YOUR GOAL
Output the data that follows exactly, line for line.

(Dataset rows on where objects appear)
— START —

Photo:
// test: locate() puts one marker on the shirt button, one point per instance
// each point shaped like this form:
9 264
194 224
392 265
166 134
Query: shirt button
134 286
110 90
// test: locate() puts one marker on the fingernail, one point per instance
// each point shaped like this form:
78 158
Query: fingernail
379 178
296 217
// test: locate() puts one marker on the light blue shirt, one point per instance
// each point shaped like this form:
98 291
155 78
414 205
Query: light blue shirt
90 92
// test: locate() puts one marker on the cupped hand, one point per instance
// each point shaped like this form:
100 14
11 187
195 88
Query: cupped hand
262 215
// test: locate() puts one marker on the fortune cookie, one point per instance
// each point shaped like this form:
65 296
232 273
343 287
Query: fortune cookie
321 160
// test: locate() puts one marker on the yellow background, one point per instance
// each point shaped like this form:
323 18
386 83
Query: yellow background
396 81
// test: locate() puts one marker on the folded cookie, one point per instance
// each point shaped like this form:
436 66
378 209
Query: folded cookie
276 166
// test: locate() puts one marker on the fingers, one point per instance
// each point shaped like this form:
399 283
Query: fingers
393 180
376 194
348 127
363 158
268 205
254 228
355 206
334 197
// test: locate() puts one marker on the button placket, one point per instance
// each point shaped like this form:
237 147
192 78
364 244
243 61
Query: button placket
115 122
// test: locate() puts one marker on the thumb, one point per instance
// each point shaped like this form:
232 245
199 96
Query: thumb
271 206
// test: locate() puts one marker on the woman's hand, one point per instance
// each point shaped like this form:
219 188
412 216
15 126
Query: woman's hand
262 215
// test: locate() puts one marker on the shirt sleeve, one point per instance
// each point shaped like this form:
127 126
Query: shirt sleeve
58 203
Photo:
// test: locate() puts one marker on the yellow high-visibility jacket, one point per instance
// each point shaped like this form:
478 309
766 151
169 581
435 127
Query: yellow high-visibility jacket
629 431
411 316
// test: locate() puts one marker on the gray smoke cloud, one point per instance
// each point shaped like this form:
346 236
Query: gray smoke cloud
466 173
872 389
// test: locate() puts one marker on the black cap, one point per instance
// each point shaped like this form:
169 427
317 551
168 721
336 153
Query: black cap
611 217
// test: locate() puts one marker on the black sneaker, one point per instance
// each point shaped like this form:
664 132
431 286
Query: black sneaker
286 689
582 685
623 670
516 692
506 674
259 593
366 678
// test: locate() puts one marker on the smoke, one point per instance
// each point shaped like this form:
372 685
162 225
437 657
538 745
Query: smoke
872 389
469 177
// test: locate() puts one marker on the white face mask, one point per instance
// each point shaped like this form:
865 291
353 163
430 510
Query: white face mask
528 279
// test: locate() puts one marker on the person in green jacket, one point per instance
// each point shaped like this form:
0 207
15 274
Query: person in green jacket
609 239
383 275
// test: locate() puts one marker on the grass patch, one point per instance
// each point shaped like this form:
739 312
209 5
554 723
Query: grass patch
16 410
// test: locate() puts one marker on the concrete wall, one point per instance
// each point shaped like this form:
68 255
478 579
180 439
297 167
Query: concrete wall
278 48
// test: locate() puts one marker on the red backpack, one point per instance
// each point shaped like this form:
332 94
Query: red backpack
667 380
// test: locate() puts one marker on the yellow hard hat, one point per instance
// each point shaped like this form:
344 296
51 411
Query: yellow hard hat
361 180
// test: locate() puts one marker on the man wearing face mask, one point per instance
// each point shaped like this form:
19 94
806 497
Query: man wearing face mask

— END —

THE COMPLETED TASK
Photo:
// test: locate() puts one marker on the shirt button, one point per instance
// each point shaped like this form:
9 264
194 224
392 265
166 134
Query: shirt button
134 286
110 90
// test: locate() puts one marker on the fingernail, one point per instance
// each point shaped like this form:
78 158
Query: fingernail
379 178
296 217
// test: locate() puts one marker on the light blue shirt, one point per instance
// each point shaped like this form:
98 291
155 78
414 205
Query: light blue shirt
90 92
// test: locate() puts one marker on the cupped hand, one point per instance
// each point shaped like this form:
100 14
11 187
195 88
Query: cupped hand
262 215
// test: locate() puts one marker on the fortune cookie, one point per instance
// each point shaped like this form:
65 296
232 273
343 287
Query: fortune cookie
321 160
// test: locate() puts one marker on the yellow background, one point per instance
// each point shaped like this form:
323 18
386 83
Query: yellow background
396 81
// test: locate() puts one marker on the folded cookie, one point per instance
// each point shaped like this form:
436 66
378 209
Query: folded cookie
276 166
// test: locate() puts one marker on the fingers, one point per instance
// each point shaped like this form:
399 283
Query: fingers
393 180
376 194
348 127
363 158
268 205
254 228
355 206
334 197
// test: locate() puts one marker on the button placket, one point per instance
// each point shaped like this form:
237 147
192 78
364 244
243 61
Query: button placket
115 122
// test: locate() puts one marker on the thumb, one point per instance
// each point shaped like this form:
232 245
199 96
Query: thumb
271 206
// test: locate() puts one marker on the woman's hand, one point per instance
// each point shaped like this form:
219 188
412 216
15 126
Query: woman's hand
262 215
// test: locate() puts one marker on the shirt sleeve, one point per instance
// each point shaped like this form:
127 126
Query: shirt sleeve
58 203
Photo:
// test: locate() puts one marker on the yellow high-visibility jacket, one point per instance
// each point shaped like this form:
478 309
766 151
169 581
435 127
Query: yellow high-visibility jacket
629 431
411 316
// test: locate() puts one marker on the gray smoke cloud, one point per instance
// each point shaped like this form:
346 236
Query: gray smoke cloud
466 173
872 389
// test: locate() puts one marker on the black cap, one point per instance
// each point shaped like this form:
169 427
317 551
168 721
336 153
Query: black cap
611 217
// test: locate() puts one marker on the black sneaker, one point per instance
// each point shaped like this form:
664 132
431 286
Query: black sneaker
286 689
582 685
623 670
516 692
506 674
259 593
366 678
// test: locate() puts one marker on the smoke, one point per instance
// each point shaped like this form:
372 685
162 225
437 657
538 745
Query: smoke
872 389
469 177
// test: locate() puts one marker on the white face mask, one point per instance
// each point shaped like this form:
865 291
353 163
430 510
Query: white face mask
528 279
// test: locate() puts one marker on the person in green jacket, one point per instance
// each point shaped like this form:
0 207
15 274
Query: person in green jacket
609 239
383 275
// test: locate() puts one marker on the grass patch, one point per instance
// each point shaped like this form:
739 312
209 5
554 723
Query: grass patch
16 410
// test: locate() puts one marker on the concrete wall, one point per instance
// each point shaped like this form:
68 255
478 579
180 439
297 167
Query: concrete wall
278 48
// test: locate() puts one marker on the red backpack, one point per instance
// each point shaped like this form:
332 94
Query: red backpack
667 380
// test: locate() puts one marker on the yellow hard hat, one point per instance
// each point shaped like this form:
344 296
51 411
Query: yellow hard hat
361 180
// test: locate() puts one marker on the man wearing face mask, one point per instance
// each point shaped like this form:
19 94
806 497
Query: man wearing face mask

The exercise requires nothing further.